= PROMPT =
Please arrange everything from the line containing "Target: <item>green plant leaf</item>" down to the line containing "49 62 L 44 66", both ends included, as a two-column CSV with the columns item_text and answer, one row for each item. Put each field in quotes and replace every line break with a space.

= SOURCE MATERIAL =
-*-
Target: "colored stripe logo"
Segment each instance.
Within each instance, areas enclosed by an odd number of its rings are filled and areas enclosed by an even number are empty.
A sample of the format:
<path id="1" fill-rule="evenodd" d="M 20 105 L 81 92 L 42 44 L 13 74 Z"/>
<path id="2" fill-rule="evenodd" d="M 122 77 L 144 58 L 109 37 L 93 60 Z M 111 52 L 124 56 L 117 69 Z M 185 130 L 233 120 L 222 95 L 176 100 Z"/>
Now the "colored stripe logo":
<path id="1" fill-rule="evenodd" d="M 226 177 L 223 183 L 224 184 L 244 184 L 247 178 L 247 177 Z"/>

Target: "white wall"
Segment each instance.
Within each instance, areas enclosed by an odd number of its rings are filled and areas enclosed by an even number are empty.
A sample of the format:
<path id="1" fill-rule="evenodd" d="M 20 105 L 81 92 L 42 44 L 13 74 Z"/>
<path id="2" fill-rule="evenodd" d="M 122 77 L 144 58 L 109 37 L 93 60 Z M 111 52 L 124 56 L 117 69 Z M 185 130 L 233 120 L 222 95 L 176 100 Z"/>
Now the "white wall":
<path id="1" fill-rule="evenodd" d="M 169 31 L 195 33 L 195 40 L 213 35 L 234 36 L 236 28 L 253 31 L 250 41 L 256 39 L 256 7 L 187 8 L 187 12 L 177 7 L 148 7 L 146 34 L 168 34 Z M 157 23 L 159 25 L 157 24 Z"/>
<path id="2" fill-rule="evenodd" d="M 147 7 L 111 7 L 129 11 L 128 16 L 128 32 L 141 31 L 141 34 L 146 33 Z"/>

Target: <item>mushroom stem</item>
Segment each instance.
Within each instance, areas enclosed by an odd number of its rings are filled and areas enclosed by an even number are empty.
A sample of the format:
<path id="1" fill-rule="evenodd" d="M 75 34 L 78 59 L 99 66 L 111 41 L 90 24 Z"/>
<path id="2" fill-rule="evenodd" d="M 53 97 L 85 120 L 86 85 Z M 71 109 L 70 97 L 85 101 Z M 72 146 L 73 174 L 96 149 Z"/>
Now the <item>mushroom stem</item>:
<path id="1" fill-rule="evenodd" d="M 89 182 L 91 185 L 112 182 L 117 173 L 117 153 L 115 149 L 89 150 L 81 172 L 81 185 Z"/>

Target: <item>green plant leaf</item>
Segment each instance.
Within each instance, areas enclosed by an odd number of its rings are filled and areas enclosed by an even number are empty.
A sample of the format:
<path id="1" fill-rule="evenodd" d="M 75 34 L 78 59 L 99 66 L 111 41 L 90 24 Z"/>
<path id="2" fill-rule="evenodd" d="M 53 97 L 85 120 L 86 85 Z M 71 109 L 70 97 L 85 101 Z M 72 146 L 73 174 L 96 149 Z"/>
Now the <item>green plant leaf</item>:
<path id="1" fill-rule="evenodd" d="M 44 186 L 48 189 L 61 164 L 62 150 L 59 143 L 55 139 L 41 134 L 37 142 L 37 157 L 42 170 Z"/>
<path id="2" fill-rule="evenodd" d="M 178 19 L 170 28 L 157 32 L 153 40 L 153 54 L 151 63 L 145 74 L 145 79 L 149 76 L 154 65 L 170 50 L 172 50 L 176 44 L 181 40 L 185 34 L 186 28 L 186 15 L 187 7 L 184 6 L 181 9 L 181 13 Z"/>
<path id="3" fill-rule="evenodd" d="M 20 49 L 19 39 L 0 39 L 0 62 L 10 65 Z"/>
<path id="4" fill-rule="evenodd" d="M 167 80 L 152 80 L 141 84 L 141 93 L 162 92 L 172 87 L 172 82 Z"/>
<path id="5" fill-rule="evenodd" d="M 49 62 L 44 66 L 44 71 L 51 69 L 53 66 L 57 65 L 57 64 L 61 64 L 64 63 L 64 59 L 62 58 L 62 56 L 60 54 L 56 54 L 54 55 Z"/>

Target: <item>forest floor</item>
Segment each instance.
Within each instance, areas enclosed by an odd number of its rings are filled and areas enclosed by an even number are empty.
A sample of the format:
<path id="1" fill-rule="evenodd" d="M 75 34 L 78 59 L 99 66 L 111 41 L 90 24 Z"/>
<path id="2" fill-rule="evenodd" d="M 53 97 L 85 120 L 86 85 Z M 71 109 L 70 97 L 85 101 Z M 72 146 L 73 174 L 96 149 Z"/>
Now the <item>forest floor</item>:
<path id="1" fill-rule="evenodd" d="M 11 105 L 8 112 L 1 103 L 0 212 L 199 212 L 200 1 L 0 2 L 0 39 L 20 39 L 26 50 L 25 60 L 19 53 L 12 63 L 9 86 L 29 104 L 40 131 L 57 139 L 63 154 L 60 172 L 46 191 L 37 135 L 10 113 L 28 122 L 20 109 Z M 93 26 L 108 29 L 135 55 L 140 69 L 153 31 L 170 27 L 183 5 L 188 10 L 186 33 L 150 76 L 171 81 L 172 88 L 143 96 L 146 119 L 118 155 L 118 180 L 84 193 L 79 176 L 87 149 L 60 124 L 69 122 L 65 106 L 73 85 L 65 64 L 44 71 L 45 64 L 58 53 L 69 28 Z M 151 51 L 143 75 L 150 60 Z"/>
-*-
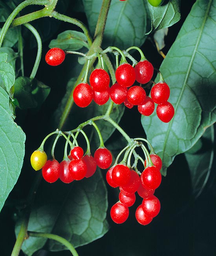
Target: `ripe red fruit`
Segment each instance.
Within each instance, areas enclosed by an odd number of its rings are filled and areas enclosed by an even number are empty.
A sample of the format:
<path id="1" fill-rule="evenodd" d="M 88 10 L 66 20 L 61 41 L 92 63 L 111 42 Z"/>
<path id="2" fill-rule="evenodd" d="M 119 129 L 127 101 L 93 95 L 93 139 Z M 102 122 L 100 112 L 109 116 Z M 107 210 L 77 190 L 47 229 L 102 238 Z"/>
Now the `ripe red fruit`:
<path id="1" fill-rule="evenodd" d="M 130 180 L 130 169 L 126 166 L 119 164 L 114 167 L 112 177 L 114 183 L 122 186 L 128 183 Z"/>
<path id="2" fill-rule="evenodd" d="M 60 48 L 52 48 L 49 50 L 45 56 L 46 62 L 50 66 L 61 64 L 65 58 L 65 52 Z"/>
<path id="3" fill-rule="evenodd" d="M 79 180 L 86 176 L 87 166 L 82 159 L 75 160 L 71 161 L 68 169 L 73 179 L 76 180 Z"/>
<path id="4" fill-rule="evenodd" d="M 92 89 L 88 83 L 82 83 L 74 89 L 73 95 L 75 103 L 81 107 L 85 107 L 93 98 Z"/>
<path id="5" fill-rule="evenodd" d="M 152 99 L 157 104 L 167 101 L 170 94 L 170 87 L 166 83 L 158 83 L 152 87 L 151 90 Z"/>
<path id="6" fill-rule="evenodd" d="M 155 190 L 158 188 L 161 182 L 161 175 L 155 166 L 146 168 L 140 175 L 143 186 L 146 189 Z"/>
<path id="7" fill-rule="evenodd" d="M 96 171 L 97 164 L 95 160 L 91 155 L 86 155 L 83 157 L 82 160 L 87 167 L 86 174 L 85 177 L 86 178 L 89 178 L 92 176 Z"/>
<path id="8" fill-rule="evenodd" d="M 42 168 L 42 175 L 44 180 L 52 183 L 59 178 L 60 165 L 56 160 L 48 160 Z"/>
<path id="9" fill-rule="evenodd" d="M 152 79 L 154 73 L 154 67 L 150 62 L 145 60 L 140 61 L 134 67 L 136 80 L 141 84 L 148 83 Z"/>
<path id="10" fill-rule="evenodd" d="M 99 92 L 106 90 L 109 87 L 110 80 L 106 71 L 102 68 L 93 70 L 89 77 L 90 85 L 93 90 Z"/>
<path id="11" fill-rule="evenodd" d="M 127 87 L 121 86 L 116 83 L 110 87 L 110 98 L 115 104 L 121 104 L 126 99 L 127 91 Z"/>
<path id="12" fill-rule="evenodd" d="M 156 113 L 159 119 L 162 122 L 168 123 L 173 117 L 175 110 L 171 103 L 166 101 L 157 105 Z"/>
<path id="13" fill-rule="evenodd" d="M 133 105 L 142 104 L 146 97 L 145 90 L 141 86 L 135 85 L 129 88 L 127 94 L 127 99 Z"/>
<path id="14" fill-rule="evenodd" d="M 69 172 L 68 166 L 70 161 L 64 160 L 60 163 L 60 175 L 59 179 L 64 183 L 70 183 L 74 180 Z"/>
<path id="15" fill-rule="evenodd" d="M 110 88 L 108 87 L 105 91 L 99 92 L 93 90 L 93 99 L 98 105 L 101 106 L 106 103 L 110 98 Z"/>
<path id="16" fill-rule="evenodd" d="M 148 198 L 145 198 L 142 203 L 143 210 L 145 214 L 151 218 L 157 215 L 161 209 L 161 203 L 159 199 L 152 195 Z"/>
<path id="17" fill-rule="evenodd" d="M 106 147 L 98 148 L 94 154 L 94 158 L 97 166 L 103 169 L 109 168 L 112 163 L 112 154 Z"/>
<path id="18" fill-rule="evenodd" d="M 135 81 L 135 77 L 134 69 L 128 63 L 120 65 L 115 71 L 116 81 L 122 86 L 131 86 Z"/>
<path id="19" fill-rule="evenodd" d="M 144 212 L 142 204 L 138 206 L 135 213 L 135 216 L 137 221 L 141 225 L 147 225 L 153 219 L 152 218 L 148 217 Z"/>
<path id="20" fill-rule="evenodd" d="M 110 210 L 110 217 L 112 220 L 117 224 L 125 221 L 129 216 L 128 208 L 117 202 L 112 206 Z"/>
-*-
= FULL SOLUTION =
item_text,answer
"Target: <item>green plant leaf</item> Segment each instance. Within each instance, areas enclosed by an odd number of its rings are filled and areas enclosed by an even number are empty. A sample of the format: <path id=""1"" fill-rule=""evenodd"" d=""M 75 34 L 78 59 L 99 66 L 111 41 L 90 24 Z""/> <path id=""2"" fill-rule=""evenodd"" d=""M 53 97 L 85 120 L 86 85 Z M 71 109 L 70 97 L 85 101 Z M 72 146 L 73 174 L 96 149 Z""/> Now the <item>green plant leaf</item>:","<path id=""1"" fill-rule=""evenodd"" d=""M 44 186 L 48 189 L 61 164 L 62 150 L 59 143 L 55 139 L 41 134 L 37 142 L 37 157 L 42 170 Z""/> <path id=""2"" fill-rule=""evenodd"" d=""M 178 19 L 170 28 L 157 32 L 153 40 L 153 54 L 151 63 L 145 74 L 145 79 L 149 76 L 154 65 L 170 50 L 172 50 L 176 44 L 181 40 L 185 34 L 186 28 L 186 15 L 187 7 L 184 6 L 181 9 L 181 13 Z""/> <path id=""3"" fill-rule=""evenodd"" d=""M 20 49 L 19 39 L 0 39 L 0 62 L 10 65 Z""/> <path id=""4"" fill-rule=""evenodd"" d=""M 167 80 L 152 80 L 141 84 L 141 93 L 162 92 L 172 87 L 172 82 Z""/> <path id=""5"" fill-rule=""evenodd"" d=""M 49 62 L 44 66 L 44 71 L 51 69 L 53 66 L 57 65 L 57 64 L 61 64 L 64 63 L 64 59 L 62 58 L 62 56 L 60 54 L 56 54 L 54 55 Z""/>"